▶ _EXERCISE REQUIREMENTS_: Identify every line in the items below that contains the word "asphalt", matching case exactly, and copy each of those lines in full.
----------------------------------------
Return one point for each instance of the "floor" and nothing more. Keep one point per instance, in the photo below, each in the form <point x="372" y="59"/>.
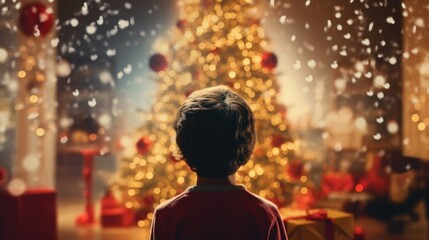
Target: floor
<point x="374" y="230"/>
<point x="70" y="204"/>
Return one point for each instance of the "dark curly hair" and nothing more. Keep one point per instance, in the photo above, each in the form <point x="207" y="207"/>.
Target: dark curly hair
<point x="215" y="130"/>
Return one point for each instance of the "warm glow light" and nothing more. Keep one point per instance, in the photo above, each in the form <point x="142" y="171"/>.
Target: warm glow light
<point x="16" y="187"/>
<point x="415" y="117"/>
<point x="93" y="137"/>
<point x="359" y="188"/>
<point x="22" y="74"/>
<point x="421" y="126"/>
<point x="33" y="99"/>
<point x="40" y="132"/>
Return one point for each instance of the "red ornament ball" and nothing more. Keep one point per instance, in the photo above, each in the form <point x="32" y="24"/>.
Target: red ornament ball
<point x="158" y="62"/>
<point x="295" y="169"/>
<point x="36" y="19"/>
<point x="277" y="140"/>
<point x="269" y="60"/>
<point x="143" y="145"/>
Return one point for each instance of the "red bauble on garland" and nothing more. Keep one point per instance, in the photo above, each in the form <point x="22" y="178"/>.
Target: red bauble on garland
<point x="181" y="24"/>
<point x="269" y="60"/>
<point x="158" y="62"/>
<point x="143" y="145"/>
<point x="36" y="19"/>
<point x="277" y="140"/>
<point x="295" y="169"/>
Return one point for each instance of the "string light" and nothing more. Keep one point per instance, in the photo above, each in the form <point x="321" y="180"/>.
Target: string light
<point x="221" y="46"/>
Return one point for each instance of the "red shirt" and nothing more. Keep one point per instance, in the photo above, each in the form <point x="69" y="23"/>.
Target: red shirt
<point x="217" y="212"/>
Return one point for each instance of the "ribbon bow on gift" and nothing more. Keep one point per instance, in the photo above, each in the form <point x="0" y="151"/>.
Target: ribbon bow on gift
<point x="319" y="215"/>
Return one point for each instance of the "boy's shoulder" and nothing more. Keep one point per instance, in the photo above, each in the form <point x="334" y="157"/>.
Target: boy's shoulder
<point x="245" y="197"/>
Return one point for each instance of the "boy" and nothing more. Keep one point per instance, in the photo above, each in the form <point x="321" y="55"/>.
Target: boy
<point x="216" y="134"/>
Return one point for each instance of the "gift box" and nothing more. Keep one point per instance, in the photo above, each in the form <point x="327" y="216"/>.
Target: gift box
<point x="337" y="182"/>
<point x="113" y="214"/>
<point x="30" y="216"/>
<point x="319" y="224"/>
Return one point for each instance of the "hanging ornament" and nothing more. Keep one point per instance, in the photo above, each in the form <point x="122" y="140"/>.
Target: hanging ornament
<point x="295" y="169"/>
<point x="34" y="85"/>
<point x="277" y="140"/>
<point x="181" y="24"/>
<point x="269" y="60"/>
<point x="36" y="19"/>
<point x="143" y="145"/>
<point x="158" y="62"/>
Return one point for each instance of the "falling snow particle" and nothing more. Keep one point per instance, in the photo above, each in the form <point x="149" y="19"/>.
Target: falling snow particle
<point x="123" y="23"/>
<point x="390" y="20"/>
<point x="92" y="102"/>
<point x="297" y="65"/>
<point x="3" y="55"/>
<point x="84" y="9"/>
<point x="111" y="52"/>
<point x="377" y="136"/>
<point x="371" y="26"/>
<point x="127" y="5"/>
<point x="75" y="92"/>
<point x="311" y="63"/>
<point x="74" y="22"/>
<point x="91" y="29"/>
<point x="282" y="19"/>
<point x="420" y="22"/>
<point x="120" y="75"/>
<point x="128" y="69"/>
<point x="100" y="20"/>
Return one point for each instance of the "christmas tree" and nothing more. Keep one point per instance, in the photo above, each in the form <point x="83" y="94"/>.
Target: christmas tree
<point x="217" y="42"/>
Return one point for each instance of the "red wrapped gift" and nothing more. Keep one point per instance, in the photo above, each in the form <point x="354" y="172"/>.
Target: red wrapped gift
<point x="319" y="224"/>
<point x="337" y="182"/>
<point x="113" y="214"/>
<point x="117" y="217"/>
<point x="30" y="216"/>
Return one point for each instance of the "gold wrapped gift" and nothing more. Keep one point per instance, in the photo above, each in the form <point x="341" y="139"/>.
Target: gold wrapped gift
<point x="319" y="224"/>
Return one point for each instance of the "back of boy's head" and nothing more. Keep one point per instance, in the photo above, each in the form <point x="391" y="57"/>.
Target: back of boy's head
<point x="215" y="130"/>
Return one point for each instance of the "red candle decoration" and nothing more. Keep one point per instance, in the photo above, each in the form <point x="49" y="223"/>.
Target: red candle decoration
<point x="269" y="60"/>
<point x="36" y="19"/>
<point x="158" y="62"/>
<point x="3" y="176"/>
<point x="143" y="145"/>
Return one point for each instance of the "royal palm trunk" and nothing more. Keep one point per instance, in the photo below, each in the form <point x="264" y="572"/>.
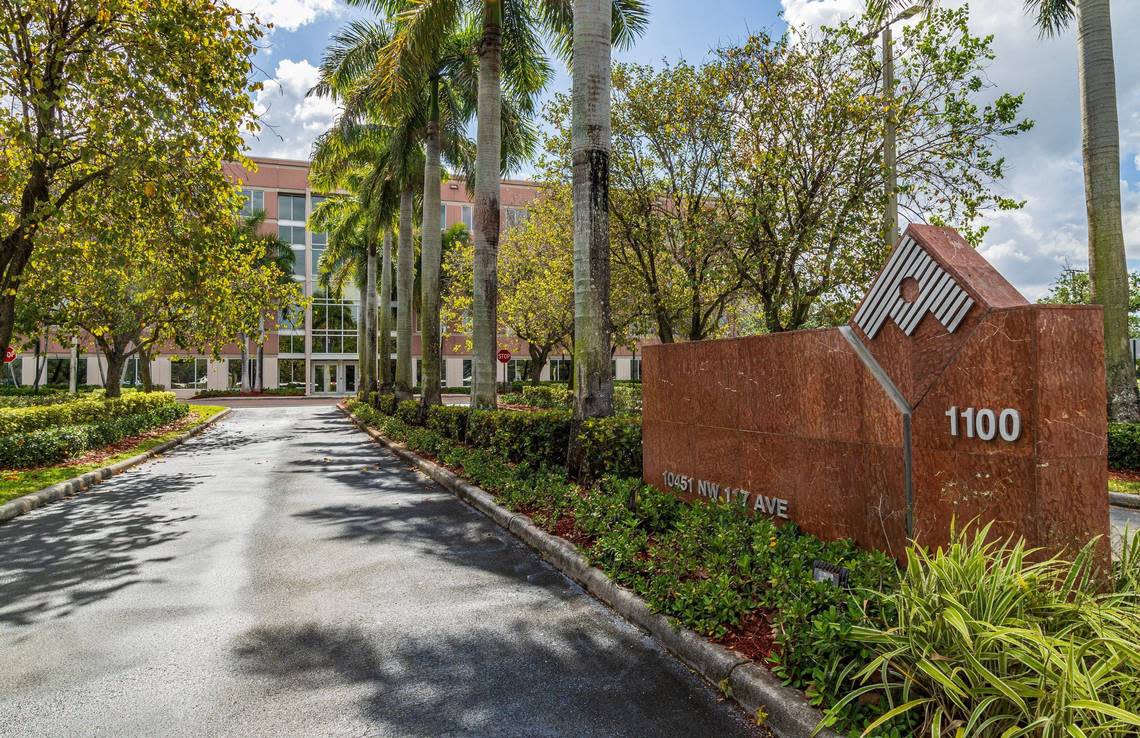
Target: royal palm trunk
<point x="591" y="160"/>
<point x="485" y="308"/>
<point x="405" y="278"/>
<point x="429" y="262"/>
<point x="384" y="339"/>
<point x="368" y="319"/>
<point x="1108" y="273"/>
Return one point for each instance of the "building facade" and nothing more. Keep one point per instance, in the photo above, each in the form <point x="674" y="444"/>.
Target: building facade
<point x="315" y="349"/>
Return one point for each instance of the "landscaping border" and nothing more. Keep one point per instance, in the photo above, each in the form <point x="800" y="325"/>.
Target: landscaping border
<point x="1122" y="500"/>
<point x="75" y="485"/>
<point x="749" y="684"/>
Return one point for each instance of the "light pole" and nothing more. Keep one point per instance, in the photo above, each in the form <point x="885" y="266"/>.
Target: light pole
<point x="889" y="148"/>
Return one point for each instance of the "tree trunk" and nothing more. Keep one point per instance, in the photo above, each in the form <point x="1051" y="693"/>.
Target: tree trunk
<point x="73" y="370"/>
<point x="116" y="359"/>
<point x="245" y="363"/>
<point x="404" y="285"/>
<point x="259" y="381"/>
<point x="145" y="371"/>
<point x="591" y="157"/>
<point x="431" y="244"/>
<point x="385" y="315"/>
<point x="485" y="308"/>
<point x="368" y="371"/>
<point x="1108" y="274"/>
<point x="538" y="357"/>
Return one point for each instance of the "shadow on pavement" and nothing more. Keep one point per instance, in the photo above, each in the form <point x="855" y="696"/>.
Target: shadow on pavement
<point x="512" y="679"/>
<point x="83" y="550"/>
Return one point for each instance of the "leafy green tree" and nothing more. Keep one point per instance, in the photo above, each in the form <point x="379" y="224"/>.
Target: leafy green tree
<point x="1073" y="286"/>
<point x="800" y="183"/>
<point x="140" y="274"/>
<point x="510" y="37"/>
<point x="136" y="96"/>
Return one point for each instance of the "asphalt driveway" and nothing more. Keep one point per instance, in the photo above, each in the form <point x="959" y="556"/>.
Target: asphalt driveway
<point x="282" y="575"/>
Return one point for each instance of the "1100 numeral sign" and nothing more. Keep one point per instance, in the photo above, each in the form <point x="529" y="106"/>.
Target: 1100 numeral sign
<point x="985" y="423"/>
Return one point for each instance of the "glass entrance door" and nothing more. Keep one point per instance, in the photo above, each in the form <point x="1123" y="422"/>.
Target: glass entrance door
<point x="324" y="378"/>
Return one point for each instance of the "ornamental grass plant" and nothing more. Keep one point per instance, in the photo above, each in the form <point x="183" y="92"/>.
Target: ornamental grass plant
<point x="990" y="640"/>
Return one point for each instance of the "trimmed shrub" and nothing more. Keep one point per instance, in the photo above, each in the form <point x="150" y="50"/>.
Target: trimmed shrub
<point x="55" y="445"/>
<point x="547" y="396"/>
<point x="448" y="421"/>
<point x="1124" y="446"/>
<point x="385" y="404"/>
<point x="16" y="420"/>
<point x="540" y="438"/>
<point x="408" y="411"/>
<point x="611" y="446"/>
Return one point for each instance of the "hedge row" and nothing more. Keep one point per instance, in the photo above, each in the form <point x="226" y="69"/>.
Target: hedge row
<point x="54" y="445"/>
<point x="539" y="438"/>
<point x="1124" y="446"/>
<point x="705" y="565"/>
<point x="19" y="420"/>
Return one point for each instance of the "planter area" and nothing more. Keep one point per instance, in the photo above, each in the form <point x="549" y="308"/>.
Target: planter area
<point x="892" y="654"/>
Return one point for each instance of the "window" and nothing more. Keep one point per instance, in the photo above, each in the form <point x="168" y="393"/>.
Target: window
<point x="254" y="202"/>
<point x="291" y="208"/>
<point x="58" y="372"/>
<point x="518" y="370"/>
<point x="188" y="373"/>
<point x="513" y="217"/>
<point x="291" y="345"/>
<point x="131" y="375"/>
<point x="561" y="370"/>
<point x="13" y="373"/>
<point x="234" y="373"/>
<point x="290" y="372"/>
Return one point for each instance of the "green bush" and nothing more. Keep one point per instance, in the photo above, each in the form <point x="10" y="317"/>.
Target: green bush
<point x="15" y="420"/>
<point x="55" y="445"/>
<point x="1124" y="446"/>
<point x="448" y="421"/>
<point x="547" y="396"/>
<point x="611" y="446"/>
<point x="539" y="438"/>
<point x="987" y="637"/>
<point x="385" y="404"/>
<point x="408" y="411"/>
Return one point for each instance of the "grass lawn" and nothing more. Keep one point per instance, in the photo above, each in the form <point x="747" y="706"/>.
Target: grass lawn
<point x="18" y="483"/>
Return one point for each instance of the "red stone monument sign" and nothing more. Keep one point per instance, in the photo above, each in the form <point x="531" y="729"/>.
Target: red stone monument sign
<point x="946" y="396"/>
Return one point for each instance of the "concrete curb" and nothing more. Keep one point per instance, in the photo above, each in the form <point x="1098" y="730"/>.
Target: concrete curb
<point x="1122" y="500"/>
<point x="29" y="502"/>
<point x="749" y="684"/>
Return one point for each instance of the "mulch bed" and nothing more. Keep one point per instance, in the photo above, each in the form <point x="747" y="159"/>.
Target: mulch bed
<point x="99" y="455"/>
<point x="752" y="638"/>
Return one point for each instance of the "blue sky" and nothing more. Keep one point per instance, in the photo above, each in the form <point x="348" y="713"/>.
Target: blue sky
<point x="1029" y="246"/>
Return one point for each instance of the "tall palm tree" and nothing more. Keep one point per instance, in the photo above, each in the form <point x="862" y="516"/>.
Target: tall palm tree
<point x="1100" y="146"/>
<point x="273" y="251"/>
<point x="389" y="139"/>
<point x="510" y="38"/>
<point x="591" y="153"/>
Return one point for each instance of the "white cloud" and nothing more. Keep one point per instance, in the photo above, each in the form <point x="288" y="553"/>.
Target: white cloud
<point x="288" y="15"/>
<point x="1043" y="167"/>
<point x="290" y="120"/>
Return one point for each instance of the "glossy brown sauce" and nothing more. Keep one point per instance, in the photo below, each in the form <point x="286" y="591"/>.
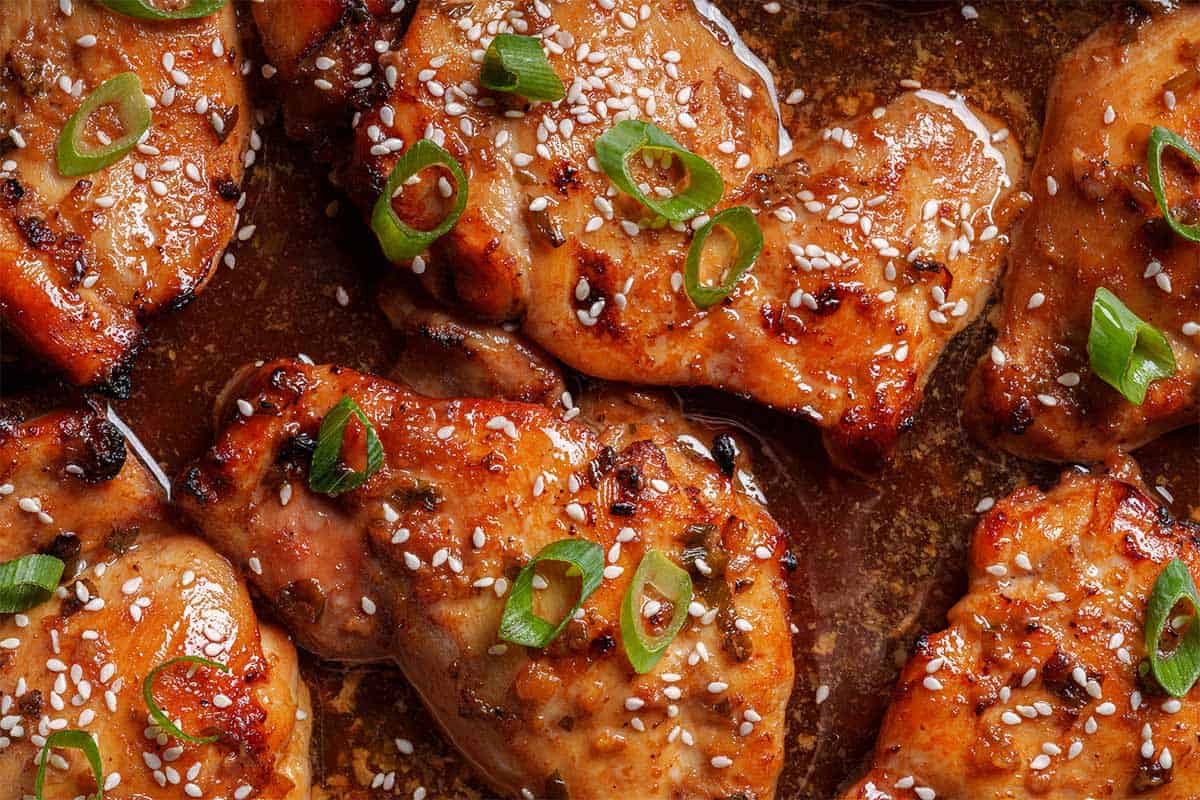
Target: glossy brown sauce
<point x="880" y="560"/>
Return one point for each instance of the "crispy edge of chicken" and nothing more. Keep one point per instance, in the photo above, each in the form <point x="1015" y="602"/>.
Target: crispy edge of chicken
<point x="846" y="346"/>
<point x="69" y="488"/>
<point x="84" y="262"/>
<point x="1035" y="687"/>
<point x="1036" y="394"/>
<point x="394" y="570"/>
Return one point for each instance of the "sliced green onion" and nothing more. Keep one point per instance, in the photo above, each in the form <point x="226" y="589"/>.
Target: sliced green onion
<point x="517" y="65"/>
<point x="519" y="624"/>
<point x="744" y="228"/>
<point x="143" y="10"/>
<point x="28" y="581"/>
<point x="628" y="138"/>
<point x="1180" y="671"/>
<point x="1159" y="139"/>
<point x="156" y="714"/>
<point x="670" y="581"/>
<point x="328" y="473"/>
<point x="78" y="740"/>
<point x="401" y="241"/>
<point x="1126" y="353"/>
<point x="78" y="158"/>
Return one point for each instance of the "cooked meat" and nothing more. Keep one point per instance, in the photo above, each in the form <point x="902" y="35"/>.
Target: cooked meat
<point x="137" y="591"/>
<point x="448" y="356"/>
<point x="1095" y="223"/>
<point x="414" y="566"/>
<point x="882" y="240"/>
<point x="1033" y="690"/>
<point x="83" y="260"/>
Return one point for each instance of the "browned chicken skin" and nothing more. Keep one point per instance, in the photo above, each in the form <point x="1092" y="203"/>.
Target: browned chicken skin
<point x="136" y="591"/>
<point x="883" y="238"/>
<point x="414" y="566"/>
<point x="83" y="260"/>
<point x="1036" y="395"/>
<point x="1033" y="689"/>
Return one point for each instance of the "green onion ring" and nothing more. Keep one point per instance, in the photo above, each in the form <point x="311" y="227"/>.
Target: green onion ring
<point x="328" y="473"/>
<point x="519" y="624"/>
<point x="71" y="739"/>
<point x="673" y="583"/>
<point x="1159" y="139"/>
<point x="143" y="10"/>
<point x="517" y="65"/>
<point x="625" y="139"/>
<point x="739" y="221"/>
<point x="125" y="90"/>
<point x="28" y="581"/>
<point x="1127" y="353"/>
<point x="156" y="713"/>
<point x="1180" y="671"/>
<point x="399" y="240"/>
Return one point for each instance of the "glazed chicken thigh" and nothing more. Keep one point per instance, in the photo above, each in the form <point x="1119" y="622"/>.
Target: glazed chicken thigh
<point x="882" y="235"/>
<point x="417" y="564"/>
<point x="1095" y="223"/>
<point x="84" y="259"/>
<point x="136" y="593"/>
<point x="1035" y="687"/>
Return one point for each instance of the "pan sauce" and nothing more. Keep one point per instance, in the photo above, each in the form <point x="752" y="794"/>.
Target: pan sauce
<point x="880" y="561"/>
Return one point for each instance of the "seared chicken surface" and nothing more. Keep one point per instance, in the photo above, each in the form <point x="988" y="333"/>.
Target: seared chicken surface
<point x="136" y="593"/>
<point x="882" y="239"/>
<point x="415" y="565"/>
<point x="1095" y="223"/>
<point x="448" y="356"/>
<point x="1033" y="690"/>
<point x="83" y="260"/>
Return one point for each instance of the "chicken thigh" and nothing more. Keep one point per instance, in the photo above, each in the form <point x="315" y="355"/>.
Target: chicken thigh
<point x="136" y="593"/>
<point x="417" y="564"/>
<point x="1035" y="689"/>
<point x="1095" y="224"/>
<point x="84" y="259"/>
<point x="882" y="238"/>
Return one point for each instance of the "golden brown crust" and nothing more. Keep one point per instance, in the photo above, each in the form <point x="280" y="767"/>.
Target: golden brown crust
<point x="1033" y="689"/>
<point x="844" y="344"/>
<point x="84" y="260"/>
<point x="395" y="570"/>
<point x="136" y="591"/>
<point x="1037" y="396"/>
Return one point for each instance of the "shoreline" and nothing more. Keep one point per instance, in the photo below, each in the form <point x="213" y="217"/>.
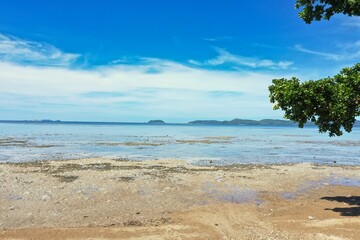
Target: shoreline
<point x="174" y="199"/>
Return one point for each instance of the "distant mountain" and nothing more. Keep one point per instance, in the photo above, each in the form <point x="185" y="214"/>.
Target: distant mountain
<point x="156" y="122"/>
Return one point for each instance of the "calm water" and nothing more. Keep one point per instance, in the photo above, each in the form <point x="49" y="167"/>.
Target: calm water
<point x="196" y="144"/>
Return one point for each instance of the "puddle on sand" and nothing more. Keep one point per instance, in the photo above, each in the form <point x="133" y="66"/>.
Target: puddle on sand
<point x="332" y="180"/>
<point x="232" y="194"/>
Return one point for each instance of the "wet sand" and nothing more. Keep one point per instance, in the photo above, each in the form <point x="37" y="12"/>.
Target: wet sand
<point x="170" y="199"/>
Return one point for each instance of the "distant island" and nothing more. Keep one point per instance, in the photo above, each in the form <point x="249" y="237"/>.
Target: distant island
<point x="156" y="122"/>
<point x="234" y="122"/>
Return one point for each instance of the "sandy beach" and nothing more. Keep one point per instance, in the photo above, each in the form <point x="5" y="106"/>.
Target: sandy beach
<point x="171" y="199"/>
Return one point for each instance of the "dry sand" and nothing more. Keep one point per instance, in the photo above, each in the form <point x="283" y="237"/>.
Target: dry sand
<point x="170" y="199"/>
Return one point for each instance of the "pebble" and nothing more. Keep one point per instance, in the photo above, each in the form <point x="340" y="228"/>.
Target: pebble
<point x="45" y="197"/>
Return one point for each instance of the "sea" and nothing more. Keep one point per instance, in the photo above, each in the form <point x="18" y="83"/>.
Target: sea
<point x="197" y="144"/>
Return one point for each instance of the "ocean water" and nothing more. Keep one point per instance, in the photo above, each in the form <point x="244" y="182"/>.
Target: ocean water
<point x="194" y="143"/>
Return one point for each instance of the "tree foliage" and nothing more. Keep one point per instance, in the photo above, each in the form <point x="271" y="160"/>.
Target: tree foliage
<point x="331" y="103"/>
<point x="324" y="9"/>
----------------------------------------
▶ _ANSWER FOR THE TASK_:
Return one point for each instance of the "asphalt driveway" and nothing more. Keep one point per instance, in the photo above, each in the form <point x="959" y="556"/>.
Target: asphalt driveway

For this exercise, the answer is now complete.